(Excerpts from location labeling data)

--- BEGIN ---

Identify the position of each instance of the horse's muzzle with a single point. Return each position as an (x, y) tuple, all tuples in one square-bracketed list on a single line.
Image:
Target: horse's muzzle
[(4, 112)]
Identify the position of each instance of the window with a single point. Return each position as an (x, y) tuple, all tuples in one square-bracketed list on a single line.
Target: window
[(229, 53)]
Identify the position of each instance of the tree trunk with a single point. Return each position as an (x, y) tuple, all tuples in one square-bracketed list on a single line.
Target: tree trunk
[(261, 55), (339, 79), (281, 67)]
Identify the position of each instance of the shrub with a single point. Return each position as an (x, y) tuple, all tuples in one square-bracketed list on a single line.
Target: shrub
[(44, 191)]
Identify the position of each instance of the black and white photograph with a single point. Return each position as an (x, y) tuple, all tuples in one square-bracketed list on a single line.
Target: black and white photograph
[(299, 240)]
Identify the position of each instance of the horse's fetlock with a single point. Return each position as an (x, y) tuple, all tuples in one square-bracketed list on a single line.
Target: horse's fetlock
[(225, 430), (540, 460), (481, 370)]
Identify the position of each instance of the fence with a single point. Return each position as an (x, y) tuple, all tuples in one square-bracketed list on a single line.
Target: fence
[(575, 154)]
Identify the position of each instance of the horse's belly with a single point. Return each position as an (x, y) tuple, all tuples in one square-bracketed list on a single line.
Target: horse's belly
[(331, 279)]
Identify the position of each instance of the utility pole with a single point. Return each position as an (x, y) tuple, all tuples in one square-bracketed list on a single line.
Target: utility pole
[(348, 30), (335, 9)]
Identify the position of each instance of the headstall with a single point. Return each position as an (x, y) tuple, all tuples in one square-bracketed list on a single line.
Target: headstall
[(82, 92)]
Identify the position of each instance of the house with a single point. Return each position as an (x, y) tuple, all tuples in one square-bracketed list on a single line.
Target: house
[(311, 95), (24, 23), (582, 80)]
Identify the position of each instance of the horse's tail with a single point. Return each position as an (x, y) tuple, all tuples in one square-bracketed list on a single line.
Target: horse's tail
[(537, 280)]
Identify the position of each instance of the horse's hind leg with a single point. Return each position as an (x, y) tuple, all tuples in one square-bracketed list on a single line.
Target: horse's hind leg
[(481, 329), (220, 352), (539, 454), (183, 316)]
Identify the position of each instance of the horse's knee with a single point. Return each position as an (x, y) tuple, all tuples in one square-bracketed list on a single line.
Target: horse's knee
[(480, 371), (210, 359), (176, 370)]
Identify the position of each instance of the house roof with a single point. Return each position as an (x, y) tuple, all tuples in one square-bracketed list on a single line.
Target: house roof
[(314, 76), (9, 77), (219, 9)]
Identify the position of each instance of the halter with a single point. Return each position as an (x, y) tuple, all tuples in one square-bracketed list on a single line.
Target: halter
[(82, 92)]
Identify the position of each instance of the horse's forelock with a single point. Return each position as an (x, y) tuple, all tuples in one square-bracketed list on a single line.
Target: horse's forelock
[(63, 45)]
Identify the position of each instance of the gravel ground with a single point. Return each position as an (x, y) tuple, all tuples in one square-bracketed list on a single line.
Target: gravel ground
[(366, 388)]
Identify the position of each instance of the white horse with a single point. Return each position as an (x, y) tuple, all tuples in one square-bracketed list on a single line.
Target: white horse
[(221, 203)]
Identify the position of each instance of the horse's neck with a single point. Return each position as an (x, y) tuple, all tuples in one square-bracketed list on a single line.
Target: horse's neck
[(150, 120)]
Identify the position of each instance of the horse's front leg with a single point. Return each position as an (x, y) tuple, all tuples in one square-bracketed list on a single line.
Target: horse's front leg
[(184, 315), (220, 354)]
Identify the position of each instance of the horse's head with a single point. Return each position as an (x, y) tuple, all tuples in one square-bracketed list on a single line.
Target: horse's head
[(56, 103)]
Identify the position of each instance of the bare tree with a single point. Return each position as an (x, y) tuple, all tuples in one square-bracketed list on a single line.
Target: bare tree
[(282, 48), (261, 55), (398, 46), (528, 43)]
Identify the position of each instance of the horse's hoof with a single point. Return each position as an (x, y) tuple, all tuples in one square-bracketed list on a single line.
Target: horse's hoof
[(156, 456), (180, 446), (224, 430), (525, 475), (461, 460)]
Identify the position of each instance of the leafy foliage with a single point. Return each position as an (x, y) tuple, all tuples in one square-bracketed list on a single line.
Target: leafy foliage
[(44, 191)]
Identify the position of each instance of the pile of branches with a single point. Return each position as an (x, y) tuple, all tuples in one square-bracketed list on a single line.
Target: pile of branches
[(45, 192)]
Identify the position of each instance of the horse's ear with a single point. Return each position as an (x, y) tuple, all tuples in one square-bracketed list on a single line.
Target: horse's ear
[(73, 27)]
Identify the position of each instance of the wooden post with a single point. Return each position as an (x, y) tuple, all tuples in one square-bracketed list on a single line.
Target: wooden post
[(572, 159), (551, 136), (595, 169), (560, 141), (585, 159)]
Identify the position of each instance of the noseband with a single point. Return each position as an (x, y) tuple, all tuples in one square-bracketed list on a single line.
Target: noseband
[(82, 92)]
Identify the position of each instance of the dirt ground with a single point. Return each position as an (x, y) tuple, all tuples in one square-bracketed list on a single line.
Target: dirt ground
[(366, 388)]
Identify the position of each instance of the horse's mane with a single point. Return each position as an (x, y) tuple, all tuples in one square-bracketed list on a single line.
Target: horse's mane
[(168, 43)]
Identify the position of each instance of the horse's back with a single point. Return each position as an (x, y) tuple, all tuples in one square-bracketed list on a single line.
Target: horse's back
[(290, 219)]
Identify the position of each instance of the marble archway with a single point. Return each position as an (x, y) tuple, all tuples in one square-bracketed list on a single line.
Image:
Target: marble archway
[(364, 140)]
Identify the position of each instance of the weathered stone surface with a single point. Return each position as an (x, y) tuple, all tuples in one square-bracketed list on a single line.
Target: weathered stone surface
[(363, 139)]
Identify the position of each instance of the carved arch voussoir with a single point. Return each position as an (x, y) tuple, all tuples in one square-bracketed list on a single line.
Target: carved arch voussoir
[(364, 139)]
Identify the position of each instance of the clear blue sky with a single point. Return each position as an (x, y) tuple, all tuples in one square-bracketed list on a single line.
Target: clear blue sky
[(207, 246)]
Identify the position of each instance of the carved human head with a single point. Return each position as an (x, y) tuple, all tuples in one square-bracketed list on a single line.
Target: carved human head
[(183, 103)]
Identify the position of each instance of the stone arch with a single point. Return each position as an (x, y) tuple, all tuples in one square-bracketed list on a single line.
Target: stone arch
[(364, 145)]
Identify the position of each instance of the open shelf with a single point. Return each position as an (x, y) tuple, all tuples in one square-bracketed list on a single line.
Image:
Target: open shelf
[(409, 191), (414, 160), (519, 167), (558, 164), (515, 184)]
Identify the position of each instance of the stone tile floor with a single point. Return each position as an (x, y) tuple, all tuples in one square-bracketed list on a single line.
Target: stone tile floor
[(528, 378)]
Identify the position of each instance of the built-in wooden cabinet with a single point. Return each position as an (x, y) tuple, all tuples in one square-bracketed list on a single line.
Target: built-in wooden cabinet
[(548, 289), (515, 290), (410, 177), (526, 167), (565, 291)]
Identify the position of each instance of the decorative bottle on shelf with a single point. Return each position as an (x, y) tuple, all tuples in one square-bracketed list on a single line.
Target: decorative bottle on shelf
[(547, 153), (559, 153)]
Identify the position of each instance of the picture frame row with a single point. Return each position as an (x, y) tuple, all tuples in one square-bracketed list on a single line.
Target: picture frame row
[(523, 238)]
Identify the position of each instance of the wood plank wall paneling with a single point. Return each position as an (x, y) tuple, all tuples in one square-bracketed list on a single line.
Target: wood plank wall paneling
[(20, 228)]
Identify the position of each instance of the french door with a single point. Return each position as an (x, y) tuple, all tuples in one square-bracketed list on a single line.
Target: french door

--- END ---

▶ **Short exercise**
Put the rows above into a JSON list of strings, one string per line, leaving out any blank lines.

▶ **Solution to this problem**
[
  "Identify the position of each instance of the horse's muzzle with a single point. Return each position as an (x, y) tuple, all tuples in one square-bracketed list on a single line.",
  "Image:",
  "Target: horse's muzzle",
  "[(4, 112)]",
  "Identify the position of each instance of the window with a single point. Return each position as an (x, y) tuple, all tuples in one square-bracketed list on a single line.",
  "Target: window",
  "[(229, 53)]",
  "Identify the position of each instance of the tree trunk with a single point. Return each position as an (x, y) tuple, all tuples in one square-bracketed list on a single line.",
  "Target: tree trunk",
  "[(261, 55), (339, 79), (281, 67)]",
  "Identify the position of each instance of the shrub with a single point. Return each position as an (x, y) tuple, all tuples in one square-bracketed list on a single line.",
  "Target: shrub",
  "[(44, 191)]",
  "Identify the position of each instance of the black and white photograph with a single point. Return each position as an (x, y) tuple, all tuples in one square-bracketed list on a single line.",
  "Target: black and white photograph",
  "[(299, 240)]",
  "Identify the position of each instance of the horse's fetlock with a single point. Return each position as an (x, y) tuple, all tuples in one square-bracketed list on a single line.",
  "Target: horse's fetlock",
  "[(225, 430), (540, 460), (481, 370)]",
  "Identify the position of each instance of the fence with a single point. Return each position as an (x, y) tuple, all tuples in one square-bracketed list on a single line.",
  "Target: fence",
  "[(575, 154)]",
  "Identify the position of each instance of the horse's belly with a single point. Return each position as an (x, y) tuple, all tuples in one square-bracketed list on a single line.",
  "Target: horse's belly",
  "[(331, 279)]",
  "Identify the position of each instance of the utility pole with a single point. Return each position as an (x, y) tuple, all tuples in one square-bracketed list on a single line.",
  "Target: utility pole",
  "[(348, 30), (335, 9)]",
  "Identify the position of each instance of the headstall with a single point. Return each position as an (x, y) tuple, all tuples in one square-bracketed list on a single line.",
  "Target: headstall",
  "[(82, 92)]",
  "Identify the position of each instance of the house with a single point. Return each position as an (x, y) tuple, all tuples in one square-bracketed list on a single line.",
  "Target: house",
  "[(311, 95), (24, 23), (582, 80)]",
  "Identify the position of each instance of the horse's tail with a single point. Return each position as an (x, y) tuple, all tuples in one square-bracketed list on a single line.",
  "Target: horse's tail",
  "[(537, 280)]",
  "Identify the position of each instance of the horse's hind leg with a single point. Return each position as an (x, y) tuple, all tuples in one square-bracketed list on a single line.",
  "Target: horse's hind leg",
  "[(481, 329), (220, 352), (539, 454), (183, 316)]",
  "Identify the position of each instance of the horse's knee with a single point. Return each position as an (x, y) tuple, all tuples in one square-bracketed list on a single line.",
  "Target: horse's knee",
  "[(480, 371), (210, 359), (176, 370)]",
  "Identify the position of each instance of the house roof with a single point. Return each position as an (x, y) tuple, all tuples in one square-bracketed list on a single line.",
  "Target: house roof",
  "[(314, 76), (9, 77), (219, 9)]",
  "Identify the position of each instance of the halter with a single point. Return each position as an (x, y) tuple, all tuples in one square-bracketed list on a single line.",
  "Target: halter",
  "[(82, 92)]",
  "Identify the position of each instance of the horse's forelock with a single point. Return each position as an (x, y) tuple, all tuples in one square-bracketed list on a single line.",
  "Target: horse's forelock",
  "[(63, 45)]",
  "Identify the position of each instance of the gravel ground with a single point. Return each position as an (x, y) tuple, all tuples in one square-bracketed list on a single line.",
  "Target: gravel ground",
  "[(366, 388)]",
  "Identify the position of each instance of the white horse with a single point. Return each position as an (x, y) tuple, all tuples in one square-bracketed list on a single line.",
  "Target: white horse",
  "[(221, 203)]",
  "Identify the position of each instance of the horse's neck with a single point. Return each position as an (x, y) tuple, all tuples in one square-bracketed list on a single line.",
  "Target: horse's neck",
  "[(150, 120)]",
  "Identify the position of each instance of the horse's front leg with a single point. Return each position as an (x, y) tuple, all tuples in one square-bracketed list on a single line.",
  "Target: horse's front leg",
  "[(184, 315), (220, 354)]",
  "Identify the position of each instance of the horse's head with a single point. Return each position as an (x, y) tuple, all tuples in one square-bracketed list on a single line.",
  "Target: horse's head",
  "[(56, 103)]",
  "Identify the position of each instance of the bare tree with a single point. Return each position as an (x, y) tuple, all tuples in one square-bracketed list on a single line.",
  "Target: bare tree",
  "[(282, 48), (261, 55), (398, 46), (528, 43)]",
  "Identify the position of each instance of the horse's hoof with a single point. Return each position as an (x, y) tuple, all tuples in one square-bracketed list on a single line.",
  "Target: horse's hoof",
  "[(156, 456), (180, 446), (224, 430), (525, 475), (461, 460)]",
  "Identify the position of each instance of the leafy foliage with a single point. Return each position as an (x, y) tuple, all tuples in one square-bracketed list on a single line.",
  "Target: leafy foliage",
  "[(44, 191)]",
  "Identify the position of each instance of the pile of branches with a single point. Return each position as an (x, y) tuple, all tuples in one square-bracketed list on a single line.",
  "Target: pile of branches",
  "[(45, 192)]",
  "Identify the position of each instance of the horse's ear with a single point. Return each position as an (x, y) tuple, all tuples in one square-bracketed list on a single line.",
  "Target: horse's ear",
  "[(73, 27)]",
  "Identify the position of each instance of the wooden post with a single point. Return each position as an (x, y) tuple, all tuples in one square-bracketed list on a single line.",
  "Target: wooden post",
  "[(572, 159), (551, 136), (595, 169), (560, 141), (585, 159)]",
  "Identify the position of each instance of the noseband with a single point. Return each position as an (x, y) tuple, all tuples in one square-bracketed list on a single line.",
  "Target: noseband",
  "[(82, 92)]",
  "Identify the position of each instance of the dirt ground with a single point. Return each position as an (x, y) tuple, all tuples in one square-bracketed list on a single line.",
  "Target: dirt ground",
  "[(366, 388)]",
  "Identify the position of each instance of the horse's mane with a single point. Return each position as an (x, y) tuple, all tuples in one square-bracketed list on a single line.",
  "Target: horse's mane",
  "[(168, 43)]",
  "Identify the position of each instance of the horse's back with a single point. Return each position as an (x, y) tuple, all tuples in one square-bracketed list on a single line.",
  "Target: horse's back",
  "[(290, 219)]",
  "Identify the position of each instance of the marble archway with a single point. Return each position as an (x, y) tuple, all tuples in one square-bracketed list on a single line.",
  "Image:",
  "Target: marble archway",
  "[(364, 140)]",
  "Identify the position of each instance of the weathered stone surface with a single point. Return each position as an (x, y) tuple, all tuples in one square-bracketed list on a single line.",
  "Target: weathered stone surface",
  "[(363, 139)]",
  "Identify the position of each instance of the carved arch voussoir with a single point. Return each position as an (x, y) tuple, all tuples in one square-bracketed list on a single line.",
  "Target: carved arch voussoir",
  "[(364, 139)]",
  "Identify the position of each instance of the clear blue sky with a single point. Return each position as an (x, y) tuple, all tuples in one square-bracketed list on a single line.",
  "Target: clear blue sky",
  "[(207, 246)]",
  "Identify the position of each instance of the carved human head with a single point. Return each position as an (x, y) tuple, all tuples in one square-bracketed list on a single line.",
  "Target: carved human head",
  "[(183, 103)]",
  "Identify the position of each instance of the stone arch with a single point. Return each position as an (x, y) tuple, all tuples in one square-bracketed list on a single line.",
  "Target: stone arch",
  "[(364, 145)]",
  "Identify the position of each instance of the open shelf with a single point. Return each position as an (x, y) tuple, all tuples in one square-bracketed list on a single line.",
  "Image:",
  "Target: open shelf",
  "[(409, 191), (414, 160), (519, 167), (558, 164), (515, 184)]",
  "Identify the position of each instance of the stone tile floor with a single point. Return each position as an (x, y) tuple, all tuples in one square-bracketed list on a single line.",
  "Target: stone tile floor",
  "[(528, 378)]",
  "Identify the position of each instance of the built-in wooden cabinet with a single point. Return each position as an (x, y) tuple, all tuples in one square-bracketed list on a single line.",
  "Target: built-in wooden cabinet",
  "[(548, 289), (515, 290), (410, 177), (526, 167), (565, 291)]",
  "Identify the position of each instance of the decorative bottle on shelf with a single point. Return each position as an (x, y) tuple, all tuples in one square-bracketed list on a single line.",
  "Target: decorative bottle on shelf",
  "[(547, 153), (559, 153)]",
  "Identify the position of each instance of the picture frame row with a single point. Return each position as an (x, y) tuple, all tuples in one square-bracketed list on a single line.",
  "Target: picture frame row",
  "[(523, 238)]",
  "Identify the position of each instance of the wood plank wall paneling with a single point. Return each position as an (x, y) tuple, all tuples in one square-bracketed list on a single line.",
  "Target: wood plank wall paneling",
  "[(20, 228)]",
  "Identify the position of each instance of the french door with a single point. Return each position as an (x, y) tuple, all tuples in one square-bracketed list on a single line.",
  "Target: french door"
]